• _RECORDS FOR THE TASK_:
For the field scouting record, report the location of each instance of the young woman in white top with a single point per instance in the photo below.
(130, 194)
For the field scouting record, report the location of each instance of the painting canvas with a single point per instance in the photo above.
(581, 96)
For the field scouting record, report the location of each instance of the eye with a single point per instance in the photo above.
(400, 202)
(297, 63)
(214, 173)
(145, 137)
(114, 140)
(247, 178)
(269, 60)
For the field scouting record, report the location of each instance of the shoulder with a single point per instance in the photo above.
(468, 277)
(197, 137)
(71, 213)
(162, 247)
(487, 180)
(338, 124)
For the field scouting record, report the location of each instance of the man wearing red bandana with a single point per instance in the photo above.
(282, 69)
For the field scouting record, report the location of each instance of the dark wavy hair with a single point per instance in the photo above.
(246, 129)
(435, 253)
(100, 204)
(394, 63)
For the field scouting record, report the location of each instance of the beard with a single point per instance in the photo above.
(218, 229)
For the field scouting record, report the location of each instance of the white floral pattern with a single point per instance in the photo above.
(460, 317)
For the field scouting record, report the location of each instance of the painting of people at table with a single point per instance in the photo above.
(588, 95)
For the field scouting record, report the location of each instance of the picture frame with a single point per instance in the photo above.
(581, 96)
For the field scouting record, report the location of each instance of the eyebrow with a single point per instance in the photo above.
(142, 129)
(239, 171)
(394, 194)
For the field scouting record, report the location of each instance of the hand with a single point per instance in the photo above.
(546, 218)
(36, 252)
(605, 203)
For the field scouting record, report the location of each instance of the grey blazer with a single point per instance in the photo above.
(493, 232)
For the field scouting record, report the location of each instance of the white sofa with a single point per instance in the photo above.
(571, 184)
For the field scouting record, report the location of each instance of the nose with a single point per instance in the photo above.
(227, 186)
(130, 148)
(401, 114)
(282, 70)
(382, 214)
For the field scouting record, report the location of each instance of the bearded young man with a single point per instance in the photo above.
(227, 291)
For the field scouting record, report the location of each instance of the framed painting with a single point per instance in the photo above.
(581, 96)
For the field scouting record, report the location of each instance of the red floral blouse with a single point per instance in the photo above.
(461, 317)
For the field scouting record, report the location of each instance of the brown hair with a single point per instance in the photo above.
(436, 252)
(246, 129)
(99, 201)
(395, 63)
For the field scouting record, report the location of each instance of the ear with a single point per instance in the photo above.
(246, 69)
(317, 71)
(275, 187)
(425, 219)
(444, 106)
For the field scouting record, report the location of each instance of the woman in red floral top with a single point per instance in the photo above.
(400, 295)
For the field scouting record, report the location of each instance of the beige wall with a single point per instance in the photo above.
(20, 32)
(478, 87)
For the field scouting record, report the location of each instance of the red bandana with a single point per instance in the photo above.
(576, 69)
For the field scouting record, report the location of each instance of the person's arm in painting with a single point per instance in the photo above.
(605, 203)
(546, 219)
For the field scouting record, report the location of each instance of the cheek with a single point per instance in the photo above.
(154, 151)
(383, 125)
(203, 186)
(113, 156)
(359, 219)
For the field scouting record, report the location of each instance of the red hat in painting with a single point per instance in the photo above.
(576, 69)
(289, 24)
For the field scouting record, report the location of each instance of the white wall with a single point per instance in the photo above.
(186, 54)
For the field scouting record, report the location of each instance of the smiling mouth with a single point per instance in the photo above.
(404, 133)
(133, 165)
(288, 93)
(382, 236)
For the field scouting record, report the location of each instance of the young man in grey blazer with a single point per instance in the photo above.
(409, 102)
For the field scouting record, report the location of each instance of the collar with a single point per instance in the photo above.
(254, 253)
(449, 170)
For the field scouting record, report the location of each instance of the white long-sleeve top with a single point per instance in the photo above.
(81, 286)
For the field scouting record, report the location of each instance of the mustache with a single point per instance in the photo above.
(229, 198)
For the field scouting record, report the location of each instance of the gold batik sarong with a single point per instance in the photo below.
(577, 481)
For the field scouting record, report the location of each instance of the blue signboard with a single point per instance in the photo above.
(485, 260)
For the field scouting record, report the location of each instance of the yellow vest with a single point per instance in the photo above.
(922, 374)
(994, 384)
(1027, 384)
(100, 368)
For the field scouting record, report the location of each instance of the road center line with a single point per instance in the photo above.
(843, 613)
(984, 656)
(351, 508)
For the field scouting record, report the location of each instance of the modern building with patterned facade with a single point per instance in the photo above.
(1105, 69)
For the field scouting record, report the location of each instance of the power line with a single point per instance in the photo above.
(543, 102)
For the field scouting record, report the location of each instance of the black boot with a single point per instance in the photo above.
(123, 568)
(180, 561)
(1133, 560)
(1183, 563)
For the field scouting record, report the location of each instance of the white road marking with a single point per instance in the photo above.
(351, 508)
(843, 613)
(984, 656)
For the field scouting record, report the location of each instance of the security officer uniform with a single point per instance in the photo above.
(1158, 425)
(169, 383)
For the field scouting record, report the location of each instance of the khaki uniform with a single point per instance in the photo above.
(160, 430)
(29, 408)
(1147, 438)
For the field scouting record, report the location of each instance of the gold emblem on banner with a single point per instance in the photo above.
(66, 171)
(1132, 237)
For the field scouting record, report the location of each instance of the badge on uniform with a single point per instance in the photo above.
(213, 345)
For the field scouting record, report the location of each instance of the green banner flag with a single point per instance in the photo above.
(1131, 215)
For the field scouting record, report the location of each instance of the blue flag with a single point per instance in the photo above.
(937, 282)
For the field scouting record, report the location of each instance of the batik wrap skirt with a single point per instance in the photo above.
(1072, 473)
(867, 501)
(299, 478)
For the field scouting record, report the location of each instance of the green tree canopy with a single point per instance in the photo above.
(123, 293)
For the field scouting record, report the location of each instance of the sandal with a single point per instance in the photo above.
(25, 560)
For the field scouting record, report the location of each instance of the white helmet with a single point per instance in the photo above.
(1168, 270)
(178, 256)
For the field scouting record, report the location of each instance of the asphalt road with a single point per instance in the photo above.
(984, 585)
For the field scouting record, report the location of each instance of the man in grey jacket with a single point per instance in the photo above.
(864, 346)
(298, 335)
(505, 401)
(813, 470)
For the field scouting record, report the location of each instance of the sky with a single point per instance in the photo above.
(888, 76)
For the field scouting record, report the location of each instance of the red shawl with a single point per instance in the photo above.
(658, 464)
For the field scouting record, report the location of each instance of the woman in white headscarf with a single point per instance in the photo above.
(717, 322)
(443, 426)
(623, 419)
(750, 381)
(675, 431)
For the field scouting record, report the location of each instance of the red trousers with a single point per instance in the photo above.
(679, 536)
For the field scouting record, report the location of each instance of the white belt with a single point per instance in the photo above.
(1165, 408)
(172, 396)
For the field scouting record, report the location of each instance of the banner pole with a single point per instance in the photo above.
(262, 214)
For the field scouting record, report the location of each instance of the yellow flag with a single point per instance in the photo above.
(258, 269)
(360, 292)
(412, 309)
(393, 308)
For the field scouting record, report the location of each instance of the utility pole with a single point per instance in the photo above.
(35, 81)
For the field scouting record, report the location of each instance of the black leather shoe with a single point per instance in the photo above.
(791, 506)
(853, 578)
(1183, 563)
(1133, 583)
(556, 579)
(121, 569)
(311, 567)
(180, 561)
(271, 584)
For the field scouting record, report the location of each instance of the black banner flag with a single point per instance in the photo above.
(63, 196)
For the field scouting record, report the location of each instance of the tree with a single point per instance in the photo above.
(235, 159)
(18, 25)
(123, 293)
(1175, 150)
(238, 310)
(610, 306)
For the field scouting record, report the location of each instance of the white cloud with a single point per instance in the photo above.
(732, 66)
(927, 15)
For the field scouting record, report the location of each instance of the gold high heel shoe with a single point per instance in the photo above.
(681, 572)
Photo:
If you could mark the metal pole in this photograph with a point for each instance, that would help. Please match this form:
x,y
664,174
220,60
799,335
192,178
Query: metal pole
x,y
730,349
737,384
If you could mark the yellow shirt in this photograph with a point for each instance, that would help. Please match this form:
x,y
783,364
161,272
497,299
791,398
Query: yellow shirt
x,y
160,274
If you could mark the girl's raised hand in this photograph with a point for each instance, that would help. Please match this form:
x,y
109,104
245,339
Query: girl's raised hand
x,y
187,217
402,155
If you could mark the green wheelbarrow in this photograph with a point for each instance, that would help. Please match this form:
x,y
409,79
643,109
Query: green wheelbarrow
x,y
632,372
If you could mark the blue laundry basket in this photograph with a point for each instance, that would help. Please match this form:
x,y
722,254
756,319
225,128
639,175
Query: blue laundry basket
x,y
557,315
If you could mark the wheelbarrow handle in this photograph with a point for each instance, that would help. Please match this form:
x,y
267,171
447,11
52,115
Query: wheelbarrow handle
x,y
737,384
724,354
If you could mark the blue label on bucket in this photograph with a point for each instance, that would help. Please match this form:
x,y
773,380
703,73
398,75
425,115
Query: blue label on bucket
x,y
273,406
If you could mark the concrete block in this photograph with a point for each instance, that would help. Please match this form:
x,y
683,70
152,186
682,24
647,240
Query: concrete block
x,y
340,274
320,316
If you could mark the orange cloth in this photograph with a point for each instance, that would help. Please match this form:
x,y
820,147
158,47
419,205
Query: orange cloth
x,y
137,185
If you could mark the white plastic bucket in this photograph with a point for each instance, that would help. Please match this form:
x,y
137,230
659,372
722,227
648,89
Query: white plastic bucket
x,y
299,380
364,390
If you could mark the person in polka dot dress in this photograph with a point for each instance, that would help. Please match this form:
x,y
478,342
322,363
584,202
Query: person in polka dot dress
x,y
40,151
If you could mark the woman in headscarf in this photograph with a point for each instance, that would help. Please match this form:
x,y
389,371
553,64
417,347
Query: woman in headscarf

• _TASK DETAILS_: Go through the records and gather the lines that hold "would".

• _WRITTEN ANSWER_:
If you could mark the metal pole in this photograph with a point for each instance, that would help. Please match this form:
If you could mark the yellow shirt in this photograph with a point for each instance, that would help. Please match this form:
If you could mark the girl's raised hand in this photograph with a point for each instance, that would help. Please match this form:
If you could mark the green wheelbarrow in this photograph with a point for each instance, that would help. Please match this form:
If you could mark the blue laundry basket in this photograph with a point for each instance, that would help. Please match this form:
If you could mark the wheelbarrow handle in this photograph with a point for each instance, that would help. Please match this form:
If you could mark the blue label on bucket in this photograph with a point for each instance, that would help. Please match this form:
If you could mark the concrete block in this photograph with a point for each instance, that would help. Please match this form:
If you could mark the orange cloth in this photograph with a point for each instance, that would help. Please match this form:
If you could mark the white plastic bucket in this photograph with a point for each instance, that would help. Please match this form:
If you could mark the person in polka dot dress in this photograph with a point for each instance, that would help. Please match this form:
If you could mark the woman in headscarf in this photograph with a point for each instance, that would help. Please match this form:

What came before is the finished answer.